| TASK OBJECTIVE |
Copy the following lines word for word, with every character unchanged.

# START OF LISTING

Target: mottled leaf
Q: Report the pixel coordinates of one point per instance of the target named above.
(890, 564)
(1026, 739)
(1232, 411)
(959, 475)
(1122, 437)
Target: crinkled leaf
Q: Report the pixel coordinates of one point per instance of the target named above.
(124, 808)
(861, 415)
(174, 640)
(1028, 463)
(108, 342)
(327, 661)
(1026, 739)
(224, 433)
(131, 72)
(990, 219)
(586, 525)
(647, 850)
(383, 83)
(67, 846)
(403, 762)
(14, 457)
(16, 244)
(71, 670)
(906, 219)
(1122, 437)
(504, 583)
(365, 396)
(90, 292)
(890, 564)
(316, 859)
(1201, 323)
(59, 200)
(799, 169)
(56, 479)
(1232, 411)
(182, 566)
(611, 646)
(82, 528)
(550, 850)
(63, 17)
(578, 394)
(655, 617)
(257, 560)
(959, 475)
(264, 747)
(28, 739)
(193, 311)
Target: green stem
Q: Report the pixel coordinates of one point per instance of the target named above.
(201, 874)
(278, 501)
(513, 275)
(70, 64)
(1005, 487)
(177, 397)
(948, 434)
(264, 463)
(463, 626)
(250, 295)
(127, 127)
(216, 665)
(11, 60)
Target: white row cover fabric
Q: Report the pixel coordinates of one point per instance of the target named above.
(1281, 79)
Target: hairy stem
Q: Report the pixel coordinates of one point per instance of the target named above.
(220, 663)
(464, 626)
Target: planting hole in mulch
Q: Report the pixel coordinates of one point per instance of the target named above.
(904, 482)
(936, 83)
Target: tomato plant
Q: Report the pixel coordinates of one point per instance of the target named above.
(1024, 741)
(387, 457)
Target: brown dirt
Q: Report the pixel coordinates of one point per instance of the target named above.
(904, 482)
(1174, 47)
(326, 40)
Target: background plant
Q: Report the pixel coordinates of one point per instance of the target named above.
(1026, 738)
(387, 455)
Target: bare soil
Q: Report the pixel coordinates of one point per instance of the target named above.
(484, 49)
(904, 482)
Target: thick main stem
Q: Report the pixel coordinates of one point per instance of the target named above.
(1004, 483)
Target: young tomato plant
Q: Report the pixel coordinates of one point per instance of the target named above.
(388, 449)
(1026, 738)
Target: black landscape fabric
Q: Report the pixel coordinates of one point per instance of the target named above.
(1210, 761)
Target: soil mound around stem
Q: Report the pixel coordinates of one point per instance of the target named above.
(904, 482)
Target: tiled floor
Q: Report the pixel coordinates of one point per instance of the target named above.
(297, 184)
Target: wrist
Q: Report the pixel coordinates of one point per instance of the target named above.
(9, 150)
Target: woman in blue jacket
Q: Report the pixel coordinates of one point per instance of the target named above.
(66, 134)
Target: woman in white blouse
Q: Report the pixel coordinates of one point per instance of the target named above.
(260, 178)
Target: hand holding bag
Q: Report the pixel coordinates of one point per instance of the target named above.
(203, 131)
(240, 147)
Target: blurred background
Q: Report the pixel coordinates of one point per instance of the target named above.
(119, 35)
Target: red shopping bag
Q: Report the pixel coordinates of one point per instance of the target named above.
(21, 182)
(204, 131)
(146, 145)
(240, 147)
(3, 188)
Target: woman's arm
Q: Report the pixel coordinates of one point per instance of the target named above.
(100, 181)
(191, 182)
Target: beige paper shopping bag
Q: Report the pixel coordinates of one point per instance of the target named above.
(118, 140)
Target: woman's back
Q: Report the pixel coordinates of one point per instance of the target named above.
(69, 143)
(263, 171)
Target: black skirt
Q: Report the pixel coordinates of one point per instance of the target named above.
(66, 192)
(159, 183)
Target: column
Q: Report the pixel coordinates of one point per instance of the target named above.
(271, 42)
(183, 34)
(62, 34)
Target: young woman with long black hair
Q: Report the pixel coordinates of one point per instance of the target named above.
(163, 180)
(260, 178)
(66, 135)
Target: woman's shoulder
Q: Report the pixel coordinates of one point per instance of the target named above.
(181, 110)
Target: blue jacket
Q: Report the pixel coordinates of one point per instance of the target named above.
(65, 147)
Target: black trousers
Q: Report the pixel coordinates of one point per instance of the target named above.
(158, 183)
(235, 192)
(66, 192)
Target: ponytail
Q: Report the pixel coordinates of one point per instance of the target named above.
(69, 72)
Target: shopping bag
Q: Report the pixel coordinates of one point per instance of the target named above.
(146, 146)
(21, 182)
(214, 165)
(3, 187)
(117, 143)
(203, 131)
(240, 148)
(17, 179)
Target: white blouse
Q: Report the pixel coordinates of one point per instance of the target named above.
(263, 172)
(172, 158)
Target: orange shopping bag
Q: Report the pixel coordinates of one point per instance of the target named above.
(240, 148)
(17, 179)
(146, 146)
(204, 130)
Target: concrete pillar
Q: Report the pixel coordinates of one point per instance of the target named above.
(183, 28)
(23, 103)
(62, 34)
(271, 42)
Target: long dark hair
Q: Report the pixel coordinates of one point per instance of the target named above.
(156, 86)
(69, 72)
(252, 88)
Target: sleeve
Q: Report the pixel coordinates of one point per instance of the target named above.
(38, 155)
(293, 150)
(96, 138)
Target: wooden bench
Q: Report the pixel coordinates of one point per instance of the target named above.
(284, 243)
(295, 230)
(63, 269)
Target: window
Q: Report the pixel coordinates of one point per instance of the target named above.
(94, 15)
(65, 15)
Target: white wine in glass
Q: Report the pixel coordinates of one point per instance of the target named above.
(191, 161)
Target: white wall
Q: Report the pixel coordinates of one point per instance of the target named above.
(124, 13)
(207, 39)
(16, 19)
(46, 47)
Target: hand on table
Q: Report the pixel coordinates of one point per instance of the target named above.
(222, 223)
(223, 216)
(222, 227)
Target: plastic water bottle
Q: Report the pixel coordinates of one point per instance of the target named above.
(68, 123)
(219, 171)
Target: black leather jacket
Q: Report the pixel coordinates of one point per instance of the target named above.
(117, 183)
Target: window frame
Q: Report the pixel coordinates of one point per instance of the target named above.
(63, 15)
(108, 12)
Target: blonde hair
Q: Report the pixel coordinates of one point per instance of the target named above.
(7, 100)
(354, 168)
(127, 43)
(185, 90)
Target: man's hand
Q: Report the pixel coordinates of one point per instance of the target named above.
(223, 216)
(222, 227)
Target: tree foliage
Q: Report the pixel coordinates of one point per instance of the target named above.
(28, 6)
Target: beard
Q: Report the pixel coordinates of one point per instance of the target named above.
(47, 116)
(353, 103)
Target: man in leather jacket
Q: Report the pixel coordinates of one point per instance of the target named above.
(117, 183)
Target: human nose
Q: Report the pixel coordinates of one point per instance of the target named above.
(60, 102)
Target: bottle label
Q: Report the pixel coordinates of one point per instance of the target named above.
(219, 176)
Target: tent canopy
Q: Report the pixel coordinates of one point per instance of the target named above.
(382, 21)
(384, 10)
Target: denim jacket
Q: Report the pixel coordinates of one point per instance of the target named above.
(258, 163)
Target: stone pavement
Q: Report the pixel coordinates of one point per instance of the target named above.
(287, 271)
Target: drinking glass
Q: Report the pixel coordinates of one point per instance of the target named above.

# END OF LISTING

| TASK ANSWER |
Target: mottled leaf
Q: Report the pixel coordinates of one point per instance of the target named above.
(890, 564)
(1026, 739)
(1232, 411)
(959, 475)
(1122, 437)
Target: crinkled leaf
Q: Report the pixel coordinates of one point per instance of the target named above.
(124, 808)
(861, 415)
(174, 640)
(1028, 463)
(108, 342)
(327, 661)
(1026, 739)
(224, 433)
(131, 72)
(990, 219)
(586, 525)
(647, 850)
(383, 83)
(67, 846)
(403, 762)
(14, 457)
(16, 244)
(71, 670)
(906, 219)
(1122, 437)
(504, 583)
(365, 396)
(90, 292)
(890, 564)
(316, 859)
(1201, 323)
(59, 200)
(799, 169)
(56, 479)
(1232, 411)
(182, 566)
(611, 646)
(82, 528)
(550, 850)
(63, 17)
(578, 394)
(655, 617)
(257, 560)
(959, 475)
(264, 747)
(28, 739)
(193, 311)
Target: green stem
Q: Report the pixel coordinates of one point per instance of the target named above.
(201, 874)
(278, 501)
(513, 275)
(70, 64)
(1005, 487)
(177, 397)
(948, 434)
(264, 463)
(463, 626)
(250, 295)
(127, 127)
(216, 665)
(11, 60)
Target: white row cover fabric
Q: Report the pixel coordinates of one point per instance of the target named above.
(1281, 79)
Target: hairy stem
Q: Report the pixel coordinates of one point per instance of the target named above.
(220, 663)
(464, 626)
Target: planting hole in mulch
Q: Report the pixel coordinates of one point per instance of the target named above.
(904, 482)
(936, 83)
Target: tomato plant
Q: Report the pixel coordinates of one point per instance of the target named above.
(1024, 741)
(387, 457)
Target: brown dirt
Q: Report the pixel coordinates of one point per instance of the target named above.
(904, 482)
(1174, 47)
(326, 40)
Target: background plant
Q: Report the pixel coordinates of one point per instance of the target named above.
(1026, 738)
(387, 455)
Target: bare soil
Q: Report the pixel coordinates of one point per instance of the target named above.
(484, 49)
(904, 482)
Target: thick main stem
Q: Report the pixel coordinates of one point per instance of the target named above.
(1004, 483)
Target: young tomato plant
Q: Report the pixel coordinates of one point per instance of the target named above.
(388, 449)
(1026, 738)
Target: black landscape fabric
Q: Report the pixel coordinates of one point per instance of the target named above.
(1210, 761)
Target: soil mound around stem
Q: Report the pixel coordinates of one point per instance of the target named above.
(904, 482)
Target: tiled floor
Q: Report the pixel coordinates of one point per instance of the target named above.
(297, 184)
Target: wrist
Q: Report the pixel coordinates of one point per instance of the target named above.
(9, 150)
Target: woman in blue jacket
Q: Report the pixel coordinates of one point per instance of the target named above.
(66, 134)
Target: woman in white blouse
Q: Report the pixel coordinates of one point per instance of the target named above.
(260, 178)
Target: hand holding bag
Q: Report the pixel coordinates of one point per instance of the target named above.
(203, 131)
(240, 147)
Target: blurred background
Q: Report the pixel coordinates of one point per instance of the target named above.
(119, 35)
Target: red shopping bag
Q: Report the pixel coordinates of one point per instance of the target named above.
(21, 182)
(204, 131)
(146, 145)
(240, 147)
(3, 188)
Target: woman's arm
Q: Report the pixel coordinates of one point per instance of the target named above.
(100, 181)
(191, 182)
Target: beige paper shopping bag
Q: Report the pixel coordinates of one point per instance of the target named above.
(118, 140)
Target: woman's back
Q: Report the pixel coordinates of one point per instance of the target named above.
(69, 143)
(263, 171)
Target: black skirt
Q: Report the pixel coordinates of one point per instance of the target named above.
(66, 192)
(159, 183)
Target: column
Q: Report the pixel coordinates of one point per instance of the target named above.
(271, 42)
(183, 34)
(62, 34)
Target: young woman with long black hair
Q: Report the pixel coordinates of one point per instance of the target named above.
(163, 180)
(260, 178)
(66, 135)
Target: woman's shoulder
Q: Report the pixel coordinates of one point per instance of the target named above.
(181, 110)
Target: blue jacket
Q: Report the pixel coordinates of one point per instance of the target named above.
(65, 147)
Target: black trousers
Q: Report the pixel coordinates of one point per instance of the target named above.
(158, 183)
(235, 192)
(66, 192)
Target: ponytail
Q: Report the pixel coordinates of one point per instance of the target named above.
(69, 72)
Target: shopping bag
Q: Report the pixel coordinates of one point per instance of the target named above.
(146, 146)
(21, 182)
(214, 165)
(3, 187)
(117, 143)
(203, 131)
(240, 148)
(17, 179)
Target: white blouse
Q: Report the pixel coordinates of one point per instance of the target named above.
(263, 172)
(172, 158)
Target: orange shopping bag
Q: Report the pixel coordinates of one point per instance of the target named above.
(240, 148)
(17, 179)
(146, 146)
(204, 130)
Target: concrete pillar
Q: Report the pixel coordinates of one point per instance of the target named above.
(183, 28)
(23, 103)
(62, 34)
(271, 42)
Target: long dark hair
Q: Report the pixel coordinates of one point per instance of the target named above.
(156, 86)
(69, 72)
(252, 88)
Target: sleeve
Q: Report the pixel coordinates of one point per instance of the target named above.
(38, 155)
(293, 150)
(96, 138)
Target: wooden bench
Q: Report the pixel coordinates of one point per instance of the target named above.
(284, 243)
(295, 230)
(63, 269)
Target: window
Q: Report the pixel coordinates of one point per instance of the target named above.
(94, 15)
(65, 15)
Target: white wine in glass
Q: Report the pixel coordinates of one point per instance of the target named above.
(191, 161)
Target: white wall
Q: Report the pixel coordinates of one point per instance of the target named above.
(124, 13)
(207, 39)
(16, 19)
(46, 47)
Target: hand on table
Q: Report the pixel coordinates of one point per instance of the target named above.
(222, 223)
(223, 216)
(222, 227)
Target: plastic water bottle
Q: Report the pixel coordinates of one point per instance of the target named above.
(68, 123)
(219, 171)
Target: black leather jacket
Q: Report the pixel coordinates of one point per instance of the target named above.
(117, 183)
Target: window frame
Q: Report the pixel coordinates of one point per instance of the target named above.
(63, 15)
(108, 12)
Target: blonde hair
Q: Report the pixel coordinates of one point per instance of the target named above.
(7, 100)
(354, 168)
(127, 43)
(185, 90)
Target: man's hand
Q: Report the pixel coordinates of one point per instance of the target named above.
(223, 216)
(222, 227)
Target: tree foliage
Q: Report the pixel coordinates of one point per instance of the target named above.
(28, 6)
Target: beard
Q: Report the pixel coordinates of one point per instance of the target named above.
(47, 116)
(353, 103)
Target: man in leather jacket
Q: Report the pixel coordinates of one point per instance of the target named above.
(117, 183)
Target: human nose
Q: Report the pixel coordinates of one point per instance of the target named above.
(60, 102)
Target: bottle label
Q: Report the pixel coordinates of one point per instance of the target named above.
(219, 176)
Target: tent canopy
Q: Report the pixel coordinates of one point per instance of the target named above.
(382, 21)
(384, 10)
Target: denim jacket
Q: Report the pixel coordinates of one point per instance of the target named above.
(258, 163)
Target: stone pavement
Q: Report the pixel coordinates of one point per instance of the target named above.
(287, 271)
Target: drinking glass
Q: Report the pixel coordinates of one point per instance of the target named above.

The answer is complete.